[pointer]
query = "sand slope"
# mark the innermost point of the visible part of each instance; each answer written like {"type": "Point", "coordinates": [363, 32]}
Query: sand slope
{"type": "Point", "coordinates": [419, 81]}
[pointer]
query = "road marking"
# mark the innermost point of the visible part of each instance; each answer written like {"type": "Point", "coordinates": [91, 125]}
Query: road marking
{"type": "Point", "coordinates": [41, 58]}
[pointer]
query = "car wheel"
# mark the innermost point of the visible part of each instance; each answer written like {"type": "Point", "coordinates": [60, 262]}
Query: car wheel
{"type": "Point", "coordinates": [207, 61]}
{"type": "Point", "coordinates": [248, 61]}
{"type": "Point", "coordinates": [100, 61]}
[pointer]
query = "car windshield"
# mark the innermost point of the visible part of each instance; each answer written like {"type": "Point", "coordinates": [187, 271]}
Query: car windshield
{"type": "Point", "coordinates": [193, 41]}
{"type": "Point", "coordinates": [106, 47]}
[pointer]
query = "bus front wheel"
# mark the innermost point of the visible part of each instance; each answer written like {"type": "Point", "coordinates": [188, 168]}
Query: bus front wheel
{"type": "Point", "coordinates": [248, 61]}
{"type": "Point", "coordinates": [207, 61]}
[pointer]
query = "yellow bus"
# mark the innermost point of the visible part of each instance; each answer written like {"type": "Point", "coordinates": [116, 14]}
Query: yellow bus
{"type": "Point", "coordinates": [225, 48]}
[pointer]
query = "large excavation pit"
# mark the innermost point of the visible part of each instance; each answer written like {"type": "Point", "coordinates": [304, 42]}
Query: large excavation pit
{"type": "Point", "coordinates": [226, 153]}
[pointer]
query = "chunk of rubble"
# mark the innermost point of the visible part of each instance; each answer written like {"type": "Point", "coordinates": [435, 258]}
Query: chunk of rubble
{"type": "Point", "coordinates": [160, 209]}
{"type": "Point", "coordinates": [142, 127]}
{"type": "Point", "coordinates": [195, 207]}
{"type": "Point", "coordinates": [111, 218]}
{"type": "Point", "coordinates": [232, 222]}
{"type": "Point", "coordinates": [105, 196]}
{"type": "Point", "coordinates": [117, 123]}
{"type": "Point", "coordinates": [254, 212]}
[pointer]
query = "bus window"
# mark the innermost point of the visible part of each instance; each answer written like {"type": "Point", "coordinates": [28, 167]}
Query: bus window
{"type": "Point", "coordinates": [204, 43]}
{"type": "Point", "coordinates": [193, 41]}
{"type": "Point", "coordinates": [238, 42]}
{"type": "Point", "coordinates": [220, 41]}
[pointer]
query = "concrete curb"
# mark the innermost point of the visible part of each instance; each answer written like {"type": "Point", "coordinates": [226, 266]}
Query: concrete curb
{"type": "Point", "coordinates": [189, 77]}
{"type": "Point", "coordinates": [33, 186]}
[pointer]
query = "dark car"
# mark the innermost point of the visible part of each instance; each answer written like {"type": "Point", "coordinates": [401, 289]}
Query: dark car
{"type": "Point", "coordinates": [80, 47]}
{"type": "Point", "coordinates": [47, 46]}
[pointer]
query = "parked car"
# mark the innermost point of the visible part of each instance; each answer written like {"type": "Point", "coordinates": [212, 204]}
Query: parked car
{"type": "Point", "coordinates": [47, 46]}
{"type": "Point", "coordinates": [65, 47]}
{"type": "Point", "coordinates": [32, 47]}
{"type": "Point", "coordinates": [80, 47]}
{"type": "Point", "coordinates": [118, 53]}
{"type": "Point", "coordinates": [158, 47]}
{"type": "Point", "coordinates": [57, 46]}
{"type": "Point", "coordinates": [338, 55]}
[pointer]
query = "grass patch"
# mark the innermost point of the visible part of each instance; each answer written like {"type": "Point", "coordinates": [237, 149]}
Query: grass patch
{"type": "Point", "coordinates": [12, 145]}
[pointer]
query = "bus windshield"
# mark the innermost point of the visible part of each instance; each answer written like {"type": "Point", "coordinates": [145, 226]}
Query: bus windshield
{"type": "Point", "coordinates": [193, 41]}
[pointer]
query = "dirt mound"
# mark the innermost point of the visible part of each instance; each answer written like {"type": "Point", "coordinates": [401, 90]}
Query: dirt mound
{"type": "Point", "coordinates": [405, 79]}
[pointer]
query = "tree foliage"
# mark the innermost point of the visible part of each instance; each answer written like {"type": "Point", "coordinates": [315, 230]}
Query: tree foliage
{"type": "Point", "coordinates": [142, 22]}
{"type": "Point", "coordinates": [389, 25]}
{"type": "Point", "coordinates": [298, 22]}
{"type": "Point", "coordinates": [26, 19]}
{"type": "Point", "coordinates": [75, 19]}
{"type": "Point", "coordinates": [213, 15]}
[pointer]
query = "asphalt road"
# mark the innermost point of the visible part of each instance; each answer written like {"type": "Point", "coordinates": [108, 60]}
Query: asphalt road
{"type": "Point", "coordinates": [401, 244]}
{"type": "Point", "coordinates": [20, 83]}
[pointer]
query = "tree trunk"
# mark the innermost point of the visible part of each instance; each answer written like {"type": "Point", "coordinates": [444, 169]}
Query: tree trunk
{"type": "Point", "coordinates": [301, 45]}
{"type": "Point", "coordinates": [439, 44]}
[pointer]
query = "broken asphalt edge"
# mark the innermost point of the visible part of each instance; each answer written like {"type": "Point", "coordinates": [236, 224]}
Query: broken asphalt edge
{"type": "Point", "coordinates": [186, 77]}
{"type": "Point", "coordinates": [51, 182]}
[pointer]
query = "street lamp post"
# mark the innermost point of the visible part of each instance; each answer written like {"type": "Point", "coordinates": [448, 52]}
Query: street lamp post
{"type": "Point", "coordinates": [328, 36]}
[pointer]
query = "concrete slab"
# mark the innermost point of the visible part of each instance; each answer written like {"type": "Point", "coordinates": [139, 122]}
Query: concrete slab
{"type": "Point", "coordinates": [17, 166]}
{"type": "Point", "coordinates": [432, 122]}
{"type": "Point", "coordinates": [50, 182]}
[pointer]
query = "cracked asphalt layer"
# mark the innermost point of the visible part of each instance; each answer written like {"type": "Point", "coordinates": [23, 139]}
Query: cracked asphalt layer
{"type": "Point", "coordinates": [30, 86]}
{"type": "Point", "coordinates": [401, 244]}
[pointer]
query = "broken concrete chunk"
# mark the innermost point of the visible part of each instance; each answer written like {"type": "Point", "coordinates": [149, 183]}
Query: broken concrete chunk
_ _ _ _ _
# Problem description
Set down each entry again, unchanged.

# The response
[pointer]
query = "sand slope"
# mark the innermost point of the visible part of each instance; each answer written like {"type": "Point", "coordinates": [363, 32]}
Query: sand slope
{"type": "Point", "coordinates": [419, 81]}
[pointer]
query = "road marking"
# mark the innermost point of the visible part of each instance; each answer written like {"type": "Point", "coordinates": [91, 125]}
Query: road marking
{"type": "Point", "coordinates": [41, 58]}
[pointer]
query = "car wheel"
# mark the innermost point of the visible part of each instance; each answer written like {"type": "Point", "coordinates": [60, 262]}
Query: car wheel
{"type": "Point", "coordinates": [207, 61]}
{"type": "Point", "coordinates": [248, 61]}
{"type": "Point", "coordinates": [100, 61]}
[pointer]
query = "car windshield"
# mark the innermost point of the visible part of each instance; each answer written like {"type": "Point", "coordinates": [187, 271]}
Query: car windshield
{"type": "Point", "coordinates": [193, 41]}
{"type": "Point", "coordinates": [106, 47]}
[pointer]
query = "bus front wheel"
# mark the innermost point of the visible part of each instance; each answer written like {"type": "Point", "coordinates": [188, 168]}
Query: bus front wheel
{"type": "Point", "coordinates": [248, 61]}
{"type": "Point", "coordinates": [207, 61]}
[pointer]
query = "yellow bus"
# mark the innermost point of the visible part of each instance; each answer written like {"type": "Point", "coordinates": [116, 14]}
Query: yellow bus
{"type": "Point", "coordinates": [225, 48]}
[pointer]
query = "large excavation pit"
# mark the innermost point of the visible part of each instance; each answer written like {"type": "Point", "coordinates": [304, 42]}
Query: large excavation pit
{"type": "Point", "coordinates": [226, 153]}
[pointer]
query = "chunk of rubble"
# mark the innermost point of the visible part of each instance; each answer written like {"type": "Point", "coordinates": [435, 258]}
Query: chunk of rubble
{"type": "Point", "coordinates": [160, 209]}
{"type": "Point", "coordinates": [142, 127]}
{"type": "Point", "coordinates": [195, 207]}
{"type": "Point", "coordinates": [111, 218]}
{"type": "Point", "coordinates": [232, 222]}
{"type": "Point", "coordinates": [105, 196]}
{"type": "Point", "coordinates": [117, 123]}
{"type": "Point", "coordinates": [254, 212]}
[pointer]
query = "bus window"
# mark the innermost point of the visible part of each instance; each answer written like {"type": "Point", "coordinates": [28, 167]}
Query: bus window
{"type": "Point", "coordinates": [204, 43]}
{"type": "Point", "coordinates": [193, 41]}
{"type": "Point", "coordinates": [238, 42]}
{"type": "Point", "coordinates": [220, 41]}
[pointer]
query = "concrete curb"
# mark the innermost point of the visible part of each instance; each answer written like {"type": "Point", "coordinates": [226, 266]}
Query: concrete curb
{"type": "Point", "coordinates": [189, 77]}
{"type": "Point", "coordinates": [33, 186]}
[pointer]
query = "dark car"
# mark the innermost point of the visible part of each instance; each answer written like {"type": "Point", "coordinates": [401, 289]}
Query: dark car
{"type": "Point", "coordinates": [80, 47]}
{"type": "Point", "coordinates": [47, 46]}
[pointer]
query = "parked car"
# mark the innermost point of the visible part of each instance; each answer written like {"type": "Point", "coordinates": [212, 204]}
Query: parked car
{"type": "Point", "coordinates": [47, 46]}
{"type": "Point", "coordinates": [65, 47]}
{"type": "Point", "coordinates": [32, 47]}
{"type": "Point", "coordinates": [80, 47]}
{"type": "Point", "coordinates": [118, 53]}
{"type": "Point", "coordinates": [158, 47]}
{"type": "Point", "coordinates": [57, 46]}
{"type": "Point", "coordinates": [338, 55]}
[pointer]
query = "grass patch"
# mark the innermost point of the visible part of each instance; each answer written like {"type": "Point", "coordinates": [237, 149]}
Query: grass patch
{"type": "Point", "coordinates": [12, 145]}
[pointer]
query = "bus windshield"
# mark the innermost point of the visible part of each instance; each answer written like {"type": "Point", "coordinates": [145, 226]}
Query: bus windshield
{"type": "Point", "coordinates": [193, 41]}
[pointer]
query = "dirt mound"
# mark the innermost point of the visible part of each instance; each answer written like {"type": "Point", "coordinates": [401, 90]}
Query: dirt mound
{"type": "Point", "coordinates": [405, 79]}
[pointer]
query = "tree foliage"
# mark the innermost point of the visible part of each instance; each answer written like {"type": "Point", "coordinates": [315, 230]}
Query: tree foliage
{"type": "Point", "coordinates": [142, 22]}
{"type": "Point", "coordinates": [389, 25]}
{"type": "Point", "coordinates": [298, 22]}
{"type": "Point", "coordinates": [26, 19]}
{"type": "Point", "coordinates": [75, 19]}
{"type": "Point", "coordinates": [213, 15]}
[pointer]
query = "asphalt road"
# mark the innermost point of the visible part of each instance; each answer written like {"type": "Point", "coordinates": [108, 60]}
Query: asphalt road
{"type": "Point", "coordinates": [401, 244]}
{"type": "Point", "coordinates": [20, 83]}
[pointer]
query = "tree trunk"
# mark the innermost point of the visible part of each instance; each answer written like {"type": "Point", "coordinates": [444, 169]}
Query: tree trunk
{"type": "Point", "coordinates": [301, 45]}
{"type": "Point", "coordinates": [439, 44]}
[pointer]
query = "broken asphalt edge"
# mark the innermost point of the visible part of each instance; each answer written like {"type": "Point", "coordinates": [236, 224]}
Query: broken asphalt edge
{"type": "Point", "coordinates": [186, 77]}
{"type": "Point", "coordinates": [51, 182]}
[pointer]
query = "street lamp post"
# mark the innermost point of the visible part of each instance; each answer written like {"type": "Point", "coordinates": [448, 52]}
Query: street lamp post
{"type": "Point", "coordinates": [328, 36]}
[pointer]
query = "concrete slab"
# mark the innermost point of the visible part of each instance; each answer written like {"type": "Point", "coordinates": [139, 122]}
Query: concrete slab
{"type": "Point", "coordinates": [17, 166]}
{"type": "Point", "coordinates": [432, 122]}
{"type": "Point", "coordinates": [50, 182]}
[pointer]
query = "cracked asphalt layer"
# mark the innermost point of the visible part of each instance; each answer written like {"type": "Point", "coordinates": [23, 139]}
Query: cracked asphalt layer
{"type": "Point", "coordinates": [30, 86]}
{"type": "Point", "coordinates": [401, 244]}
[pointer]
query = "broken concrete chunk"
# mark the innermost point of the visible part of each instance; each answer written like {"type": "Point", "coordinates": [149, 183]}
Query: broken concrete chunk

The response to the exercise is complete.